A standard Encoder-Decoder architecture with Bahdanau-style attention was implemented:

  1. Encoder (EncoderLSTM):

    • An nn.Embedding layer maps input token IDs to ENC_EMBED_DIM-dimensional vectors.
    • Dropout is applied to embeddings.
    • An nn.LSTM (multi-layer, N_LAYERS=2) processes the padded sequences. pack_padded_sequence is used before the LSTM and pad_packed_sequence after to handle variable-length inputs efficiently.
    • Outputs the LSTM's output sequence (for attention) and the final hidden and cell states (to initialize the decoder).
  2. Attention (Attention):

    • A feed-forward network calculates attention scores (energy) based on the previous decoder hidden state and all encoder outputs.
    • A tanh activation is used.
    • A final linear layer (v) reduces the energy to a single score per encoder timestep.
    • softmax converts scores to attention weights.
    • Input padding mask is applied to prevent attention over <PAD> tokens.
  3. Decoder (DecoderLSTM):

    • An nn.Embedding layer maps target token IDs to DEC_EMBED_DIM-dimensional vectors.
    • Dropout is applied.
    • At each timestep t:
      • Takes the previous predicted token's embedding (input), the previous hidden/cell states, and all encoder outputs.
      • Calculates attention weights using the Attention module based on the current hidden state and encoder outputs.
      • Computes a weighted context vector by multiplying attention weights with encoder outputs.
      • Concatenates the input embedding and the context vector.
      • Feeds this concatenated vector into the nn.LSTM (multi-layer, N_LAYERS=2), using the previous hidden/cell states.
      • The LSTM outputs the new hidden/cell states and an output vector.
      • A final linear layer (fc_out) projects the concatenation of the LSTM output, the context vector, and the input embedding to the size of the decoder vocabulary, producing logits.
  4. Seq2Seq Wrapper (LSTMSeq2Seq):

    • Combines the Encoder and Decoder.
    • Implements the forward pass, handling the flow from encoder to decoder.
    • Includes Teacher Forcing during training: With probability teacher_forcing_ratio, the true target token is fed as the next input; otherwise, the decoder's own prediction (argmax of logits) is used. Teacher forcing is disabled during validation/evaluation.
    • Creates the source padding mask.

Training

  • Loss Function: nn.CrossEntropyLoss with ignore_index set to the PAD token ID. Weighted Cross Entropy was used (via the weight argument), assigning higher weights to less frequent but important tokens (like degree markers x{i} and exponents E{i}) to encourage the model to predict them correctly. Weights were defined in the Tokenizer.
  • Optimizer: AdamW (Adam with decoupled weight decay, LEARNING_RATE=1e-4, WEIGHT_DECAY=0.01).
  • Scheduler: CosineAnnealingLR (T_max=50) to cyclically adjust the learning rate.

--------

__EXERCISE TASK 1__
In the model description, what value of T_max is set for the CosineAnnealingLR scheduler?
__EXERCISE TASK 2__
Copy the model description word for word from "A standard Encoder-Decoder" to "variable-length inputs efficiently.".

__SUPPLIED INFORMATION__
--------

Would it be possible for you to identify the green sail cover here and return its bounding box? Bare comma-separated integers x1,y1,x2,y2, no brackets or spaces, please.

--------

__FULL SOLUTION 1__
T_max is set to 50.

__FULL SOLUTION 2__
A standard Encoder-Decoder architecture with Bahdanau-style attention was implemented:

  1. Encoder (EncoderLSTM):

    • An nn.Embedding layer maps input token IDs to ENC_EMBED_DIM-dimensional vectors.
    • Dropout is applied to embeddings.
    • An nn.LSTM (multi-layer, N_LAYERS=2) processes the padded sequences. pack_padded_sequence is used before the LSTM and pad_packed_sequence after to handle variable-length inputs efficiently.